#### Excerpt:

## Start

March 18, 2021 | , | No Comments

 

MOUNTAIN WORDS LITERARY FESTIVAL
ANNOUNCES HUGE EXPANSION OF THEIR INAUGURAL “WRITER IN RESIDENCE” PROGRAM

FIRST COHORT EXPANDED TO INCLUDE FOUR DIVERSE, POWERFUL LITERARY VOICES

 

Crested Butte, CO (March 6) –  When Brooke MacMillian, Director of Literary Arts and Lectures at The Crested Butte Center for the Arts in Crested Butte, Colorado, first conceived of a “Writer In Residence” program, she had a modest but exciting vision.

“Initially, we thought it would be great to have a single writer join us in Crested Butte for four weeks, working on their writing and being inspired by our stunning natural beauty. You know, start small,” said MacMillan. “Then we were flooded with applications from truly brilliant writers, in all genres and from places all across the world, and we just knew that one writer was not going to be enough.”

After looking at budgets, consulting the Literary Arts Advisory Council, Center staff decided to quadruple the number of available residencies, going from one writer to four. “We aren’t 100% sure, but our best guess is that this group represents one of the largest and most diverse gatherings of writers in residence ever for an inaugural residency program. We just can’t find another example of a first-year writer-in-residence program with this scope or ambition,” said Center Executive Director, Scott Palmer, “We are thrilled and very proud.”

The 2021 cohort includes writers and poets from a huge range of backgrounds and voices, including poet and novelist, Chris La Tray, novelist Chelsey Johnson, essayist Lee Anderson, and Adam Valen Levinson.

La Tray, a Métis writer, storyteller, and enrolled member of the Little Shell Tribe of Chippewa Indians, will focus his four week residency on completing a chapbook of poetry borne from a daily, writing ritual that spanned for over a year. His first book, One-Sentence Journal: Short Poems and Essays From the World At Large (2018, Riverfeet Press) won the 2018 Montana Book Award and a 2019 High Plains Book Award. His next book, Becoming Little Shell, will be published by Milkweed Editions in Spring 2022.

Chelsey Johnson’s debut novel Stray City came out with Custom House/HarperCollins in 2018, and her writing has appeared in Ploughshares, One Story, Gulf Coast, The New York Times, and NPR’s Selected Shorts, among others. She received an MFA from the Iowa Writers’ Workshop and a Stegner Fellowship from Stanford, as well as fellowships to the MacDowell Colony, the Virginia Center for Creative Arts, and Signal Fire Arts. Born and raised in rural northern Minnesota, she now lives in Flagstaff, Arizona, where she is an associate professor of fiction at Northern Arizona University.

At the residency, Johnson will focus on completing her latest novel, Refuge on North American wolves and “the politics around their near-extinction and recovery, controversies and complex histories around public land use in the west; and thorny questions about how people craft “true” narratives—about ourselves, about others, and about our sense of entitlement to the lands we occupy.”

## End

#### Given exercise 1:
Please revise the stretch of the records from the line containing "Locate the cliff" through the end of the records, changing "cliff face" to "rock face" and keeping everything else the same.
The records that come next have a different source from the press release.

#### Records supplied:
## Start

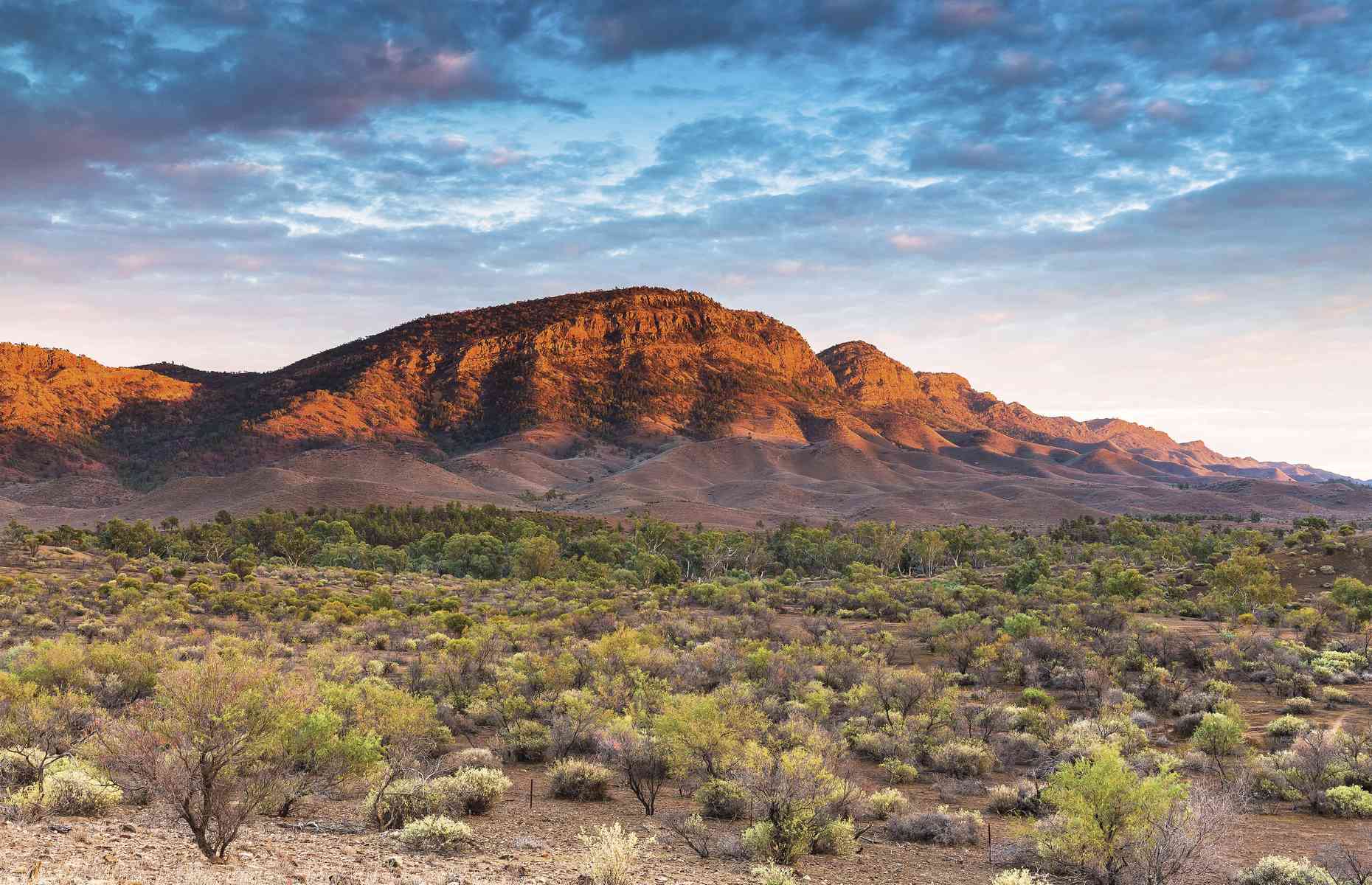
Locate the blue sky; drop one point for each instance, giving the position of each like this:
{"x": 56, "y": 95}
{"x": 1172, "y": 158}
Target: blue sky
{"x": 1151, "y": 210}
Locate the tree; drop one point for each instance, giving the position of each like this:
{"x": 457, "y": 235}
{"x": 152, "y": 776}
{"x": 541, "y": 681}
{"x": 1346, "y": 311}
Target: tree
{"x": 205, "y": 744}
{"x": 320, "y": 752}
{"x": 534, "y": 558}
{"x": 1182, "y": 845}
{"x": 929, "y": 548}
{"x": 1220, "y": 738}
{"x": 789, "y": 788}
{"x": 640, "y": 757}
{"x": 1109, "y": 813}
{"x": 41, "y": 726}
{"x": 705, "y": 733}
{"x": 1246, "y": 580}
{"x": 297, "y": 546}
{"x": 477, "y": 556}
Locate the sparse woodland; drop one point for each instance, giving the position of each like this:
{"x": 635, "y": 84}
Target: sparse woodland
{"x": 1118, "y": 698}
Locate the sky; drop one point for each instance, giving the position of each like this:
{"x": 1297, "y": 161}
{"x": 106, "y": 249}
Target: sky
{"x": 1156, "y": 210}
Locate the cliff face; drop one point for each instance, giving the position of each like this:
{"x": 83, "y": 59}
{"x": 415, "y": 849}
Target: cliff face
{"x": 642, "y": 364}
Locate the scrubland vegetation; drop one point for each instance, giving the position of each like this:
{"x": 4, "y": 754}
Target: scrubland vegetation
{"x": 1117, "y": 696}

## End

#### Given exercise 2:
Write out the stretch of the press release from "After looking at" through "Adam Valen Levinson.".

#### Correct result 1:
Locate the rock face; drop one point for each instance, giving the position of each like this:
{"x": 83, "y": 59}
{"x": 415, "y": 849}
Target: rock face
{"x": 642, "y": 364}
Locate the scrubland vegetation; drop one point for each instance, giving the position of each like this:
{"x": 4, "y": 754}
Target: scrubland vegetation
{"x": 1117, "y": 696}

#### Correct result 2:
After looking at budgets, consulting the Literary Arts Advisory Council, Center staff decided to quadruple the number of available residencies, going from one writer to four. “We aren’t 100% sure, but our best guess is that this group represents one of the largest and most diverse gatherings of writers in residence ever for an inaugural residency program. We just can’t find another example of a first-year writer-in-residence program with this scope or ambition,” said Center Executive Director, Scott Palmer, “We are thrilled and very proud.”

The 2021 cohort includes writers and poets from a huge range of backgrounds and voices, including poet and novelist, Chris La Tray, novelist Chelsey Johnson, essayist Lee Anderson, and Adam Valen Levinson.